— WHAT YOU WILL DO —
Rewrite the stretch from the start of the records through the line containing "box: [205, 219, 266, 300]", changing "rough mask" to "coarse mask" and leaving everything else unchanged. Leave the pictures out of your answer.

— GIVEN DATA —
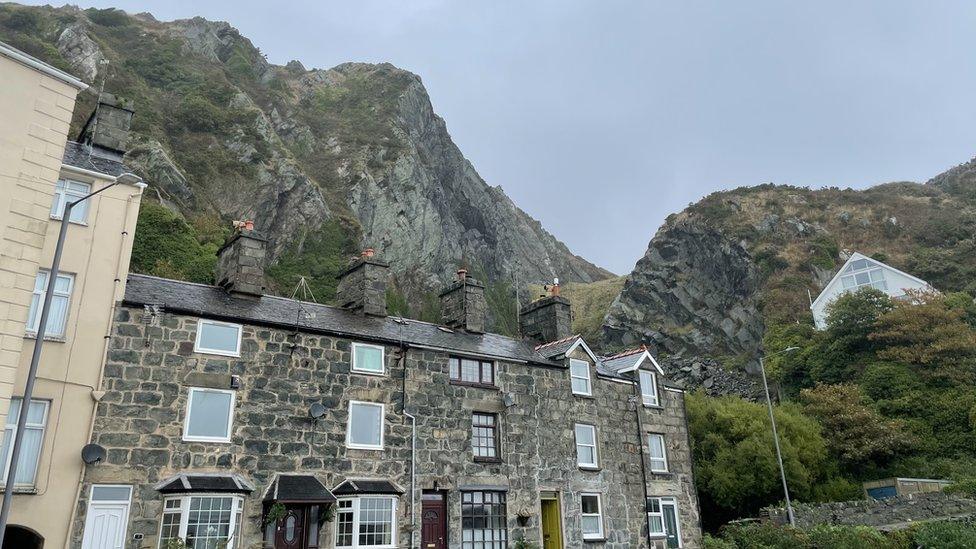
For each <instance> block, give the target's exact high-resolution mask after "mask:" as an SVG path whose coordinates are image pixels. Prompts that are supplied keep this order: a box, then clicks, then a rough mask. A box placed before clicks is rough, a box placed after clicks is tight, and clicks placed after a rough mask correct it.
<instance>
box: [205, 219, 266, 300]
mask: <svg viewBox="0 0 976 549" xmlns="http://www.w3.org/2000/svg"><path fill="white" fill-rule="evenodd" d="M234 227H235V228H236V229H237V230H236V231H235V232H234V235H233V236H232V237H230V240H228V241H227V242H226V243H225V244H224V245H223V246H221V248H220V249H219V250H217V268H216V274H217V285H218V286H220V287H222V288H224V289H225V290H227V291H228V292H230V293H234V294H242V295H252V296H260V295H262V294H264V260H265V254H266V253H267V251H266V247H267V241H266V240H265V239H264V238H262V237H261V236H260V235H259V234H258V233H257V232H255V231H254V222H253V221H235V222H234Z"/></svg>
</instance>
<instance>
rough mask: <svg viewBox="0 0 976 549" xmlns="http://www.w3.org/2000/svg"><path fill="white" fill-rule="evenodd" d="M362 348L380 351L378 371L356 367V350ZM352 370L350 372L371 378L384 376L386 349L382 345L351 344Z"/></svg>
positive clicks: (385, 360) (355, 343) (354, 343)
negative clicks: (374, 376)
mask: <svg viewBox="0 0 976 549" xmlns="http://www.w3.org/2000/svg"><path fill="white" fill-rule="evenodd" d="M360 347H363V348H366V349H379V351H380V369H379V370H369V369H366V368H359V367H357V366H356V349H358V348H360ZM351 362H352V368H351V370H352V371H353V372H355V373H357V374H366V375H371V376H382V375H386V347H383V346H382V345H370V344H369V343H353V344H352V359H351Z"/></svg>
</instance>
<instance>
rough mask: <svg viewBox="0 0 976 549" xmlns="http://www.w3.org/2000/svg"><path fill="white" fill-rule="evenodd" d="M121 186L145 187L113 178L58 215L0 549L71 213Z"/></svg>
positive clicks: (0, 522)
mask: <svg viewBox="0 0 976 549" xmlns="http://www.w3.org/2000/svg"><path fill="white" fill-rule="evenodd" d="M122 183H130V184H134V185H137V186H138V187H139V188H140V190H141V189H144V188H145V187H146V184H145V183H143V182H142V179H141V178H140V177H139V176H137V175H134V174H131V173H124V174H122V175H120V176H118V177H116V178H115V181H113V182H112V183H110V184H108V185H106V186H104V187H102V188H100V189H98V190H97V191H93V192H91V193H89V194H87V195H85V196H83V197H81V198H79V199H78V200H75V201H73V202H68V203H67V204H65V206H64V212H63V213H62V215H61V230H60V232H59V233H58V243H57V245H56V246H55V247H54V259H53V260H52V261H51V270H50V271H49V272H48V275H47V289H46V290H45V292H44V303H43V305H42V306H41V318H40V321H39V322H38V325H37V335H36V336H35V339H34V352H33V354H32V355H31V363H30V368H29V369H28V370H27V384H26V385H25V386H24V396H23V398H22V400H21V402H20V413H19V414H18V415H17V431H16V434H15V435H14V441H13V449H12V451H11V452H10V463H8V464H7V483H6V486H4V489H3V505H2V507H0V549H3V538H4V536H5V535H6V533H7V522H8V520H9V519H10V504H11V503H12V502H13V495H14V483H15V482H16V481H17V463H18V462H19V461H20V450H21V444H22V443H23V441H24V429H25V428H26V426H27V410H28V408H29V407H30V401H31V397H32V396H33V395H34V382H35V381H36V380H37V366H38V363H39V362H40V359H41V347H42V346H43V344H44V334H45V333H47V319H48V314H49V313H50V312H51V299H52V297H53V296H54V286H55V284H56V283H57V279H58V271H59V270H60V268H61V252H62V251H63V250H64V240H65V237H66V236H67V234H68V224H69V223H70V219H71V210H72V208H74V207H75V206H77V205H78V204H81V203H82V202H84V201H86V200H88V199H89V198H91V197H93V196H95V195H96V194H99V193H101V192H102V191H105V190H108V189H111V188H112V187H115V186H116V185H120V184H122Z"/></svg>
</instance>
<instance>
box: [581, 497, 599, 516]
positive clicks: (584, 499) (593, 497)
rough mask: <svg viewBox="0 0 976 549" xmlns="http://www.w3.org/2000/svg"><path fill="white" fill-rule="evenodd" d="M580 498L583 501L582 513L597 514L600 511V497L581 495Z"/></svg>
mask: <svg viewBox="0 0 976 549" xmlns="http://www.w3.org/2000/svg"><path fill="white" fill-rule="evenodd" d="M580 499H581V501H582V503H583V514H597V513H599V512H600V498H598V497H596V496H583V497H582V498H580Z"/></svg>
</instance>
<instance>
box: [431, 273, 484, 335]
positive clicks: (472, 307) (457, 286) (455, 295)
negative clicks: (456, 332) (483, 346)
mask: <svg viewBox="0 0 976 549" xmlns="http://www.w3.org/2000/svg"><path fill="white" fill-rule="evenodd" d="M487 313H488V305H487V303H486V302H485V286H484V285H483V284H482V283H481V282H478V281H477V280H475V279H474V278H472V277H469V276H468V271H467V269H458V270H457V280H455V281H454V282H453V283H452V284H451V285H450V286H448V287H447V289H445V290H444V291H443V292H441V318H442V319H443V322H444V324H445V325H446V326H448V327H449V328H454V329H459V330H464V331H466V332H470V333H473V334H482V333H484V332H485V318H486V316H487Z"/></svg>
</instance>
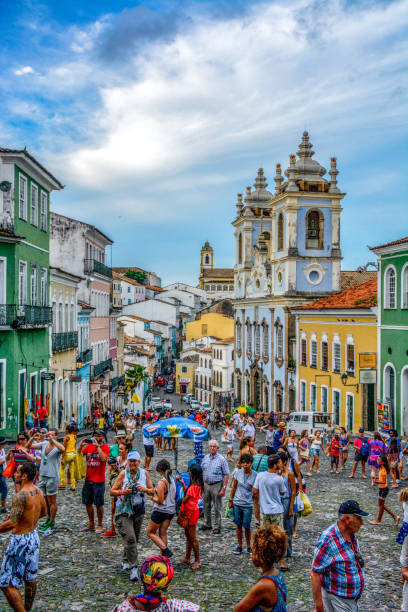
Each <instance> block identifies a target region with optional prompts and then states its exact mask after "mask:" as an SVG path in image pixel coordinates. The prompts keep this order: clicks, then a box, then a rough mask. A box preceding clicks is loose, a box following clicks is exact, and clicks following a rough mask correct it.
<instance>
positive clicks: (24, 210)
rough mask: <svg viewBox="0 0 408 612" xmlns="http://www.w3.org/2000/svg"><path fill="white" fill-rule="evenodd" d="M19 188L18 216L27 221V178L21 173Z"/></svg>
mask: <svg viewBox="0 0 408 612" xmlns="http://www.w3.org/2000/svg"><path fill="white" fill-rule="evenodd" d="M18 189H19V191H18V216H19V217H20V219H24V221H27V179H26V177H25V176H23V175H22V174H19V181H18Z"/></svg>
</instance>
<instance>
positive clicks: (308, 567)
mask: <svg viewBox="0 0 408 612" xmlns="http://www.w3.org/2000/svg"><path fill="white" fill-rule="evenodd" d="M216 437H218V438H220V432H217V435H216ZM258 439H261V436H259V435H258ZM204 445H205V449H206V448H207V442H205V443H204ZM135 446H136V447H137V448H138V449H139V450H140V449H141V448H143V447H142V445H141V432H138V433H137V437H136V441H135ZM192 447H193V444H192V441H191V440H181V441H180V442H179V448H180V452H179V469H180V471H182V470H184V469H185V467H186V465H187V461H188V459H189V458H191V456H192ZM160 457H166V458H168V459H169V460H170V461H171V462H172V453H170V452H164V453H160ZM157 458H158V454H157V453H156V456H155V458H154V460H153V467H154V465H155V464H156V462H157ZM350 467H351V466H350ZM328 469H329V467H328V461H327V458H326V457H324V458H323V461H322V473H321V474H320V475H317V476H316V475H314V476H313V477H311V478H309V479H308V480H307V485H308V492H309V495H310V498H311V501H312V504H313V507H314V514H312V515H311V516H309V517H307V518H305V519H301V520H300V522H299V528H298V533H299V539H297V540H295V541H294V559H293V561H292V569H291V571H290V572H288V573H287V574H286V575H285V580H286V583H287V586H288V594H289V598H288V610H290V611H292V612H295V611H296V612H310V611H311V610H313V603H312V598H311V586H310V578H309V571H310V564H311V559H312V554H313V548H314V544H315V541H316V538H317V535H318V533H319V531H321V530H323V529H325V528H326V527H327V526H329V525H330V524H331V523H332V522H334V520H335V517H336V511H337V507H338V504H339V502H340V501H342V500H344V499H347V498H354V499H356V500H358V501H359V502H360V503H361V505H362V507H363V508H364V509H368V510H369V511H370V513H372V515H373V514H375V512H376V509H377V496H376V491H374V490H372V489H371V487H370V484H369V483H370V481H369V480H364V481H363V480H362V479H361V477H360V476H359V474H358V475H357V477H356V479H355V480H354V481H350V480H349V479H348V474H349V470H347V473H346V474H345V475H342V474H340V475H339V476H331V477H330V476H329V475H328V474H327V472H328ZM152 475H153V479H154V481H155V482H157V478H156V475H155V473H154V472H152ZM81 489H82V483H80V484H79V486H78V487H77V490H76V491H75V492H70V491H69V490H64V491H62V492H60V493H59V495H58V500H59V510H58V515H57V526H58V529H57V531H56V532H55V534H54V536H52V537H50V538H48V539H47V538H45V539H44V538H43V539H42V545H41V555H40V575H39V587H38V594H37V599H36V602H35V607H34V609H35V610H36V611H38V612H40V611H41V612H50V611H51V610H64V612H65V611H71V610H72V611H74V610H76V611H81V610H82V611H84V612H85V611H90V610H91V611H94V612H109V611H110V610H111V609H112V608H113V606H114V604H116V603H118V602H119V601H120V600H121V599H123V598H124V596H125V595H126V594H127V593H129V592H130V591H131V585H130V582H129V579H128V573H127V572H123V571H122V570H121V569H120V562H121V558H122V545H121V540H120V538H119V537H117V538H110V539H107V540H104V539H101V538H100V537H98V536H96V535H95V534H82V533H79V529H80V527H81V526H83V525H85V524H86V516H85V511H84V508H83V507H82V506H81ZM227 497H228V493H227ZM389 505H390V506H391V508H392V509H394V510H395V511H396V512H398V513H399V514H401V512H400V508H399V502H398V490H397V491H395V490H391V493H390V495H389ZM150 507H151V503H150V502H148V504H147V517H148V516H149V514H150ZM109 517H110V498H109V495H108V488H107V489H106V505H105V521H104V526H105V527H108V524H109ZM146 523H147V521H146V522H145V525H146ZM396 533H397V531H396V528H395V527H394V526H393V525H392V521H391V518H390V517H389V516H388V515H386V516H385V517H384V519H383V524H382V525H381V526H380V527H376V528H375V527H373V526H369V525H364V526H363V528H362V529H361V531H360V533H359V539H360V544H361V548H362V552H363V555H364V557H365V562H366V578H367V582H366V588H365V591H364V596H363V598H362V601H361V610H362V611H363V612H369V611H372V610H378V611H383V610H399V609H400V593H401V583H400V571H399V562H398V560H399V552H400V547H399V545H398V544H396V542H395V536H396ZM199 540H200V549H201V559H202V564H203V565H202V569H201V570H198V571H197V572H196V573H193V572H192V571H191V570H190V569H189V568H187V569H179V568H177V567H176V569H175V578H174V580H173V582H172V585H171V591H170V593H171V594H172V595H173V596H175V597H180V598H185V599H189V600H191V601H193V602H196V603H200V604H201V607H202V610H203V611H206V612H221V611H226V610H232V608H233V605H234V604H235V602H237V601H238V600H239V599H240V598H241V597H242V596H243V595H244V594H245V593H246V592H247V590H248V588H249V586H250V585H251V584H252V583H253V582H254V581H256V579H257V577H258V575H259V574H258V572H257V570H256V569H255V568H254V567H253V565H252V563H251V561H250V558H249V556H248V555H244V554H243V555H241V556H236V555H233V554H232V550H233V548H234V547H235V545H236V541H235V530H234V526H233V523H232V522H231V521H230V520H226V519H224V528H223V531H222V535H221V536H214V535H211V534H210V535H207V534H204V535H203V534H202V532H200V535H199ZM7 541H8V535H5V536H2V552H3V551H4V549H5V546H6V543H7ZM169 543H170V546H171V548H172V550H173V551H174V553H175V556H174V559H175V561H177V560H178V559H180V558H182V555H183V551H184V536H183V533H182V530H181V529H180V528H179V527H178V525H177V524H176V522H175V520H173V522H172V525H171V528H170V532H169ZM139 551H140V552H139V556H140V560H142V559H144V558H145V557H147V556H149V555H152V554H157V549H156V548H155V547H154V546H153V545H152V543H151V542H150V540H148V538H147V536H146V534H145V529H144V530H143V532H142V537H141V542H140V545H139ZM135 588H136V589H137V587H135ZM8 609H9V608H8V607H7V605H6V603H5V601H4V600H0V610H1V611H3V610H4V611H6V610H8Z"/></svg>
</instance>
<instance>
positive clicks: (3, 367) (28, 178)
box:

— SOLUTION TO THIS PROBLEM —
For each <instance> block, give the target's exact high-resolution mask after "mask:" as an SVG path whose coordinates are image pixels. Prompts that are supplied keep this order: a box, then clicks, then a coarse mask. A box placed before clicks is rough, a box placed after clicks is tight, and clicks placed after a coarse mask correct it.
<instance>
box: [205, 219, 266, 300]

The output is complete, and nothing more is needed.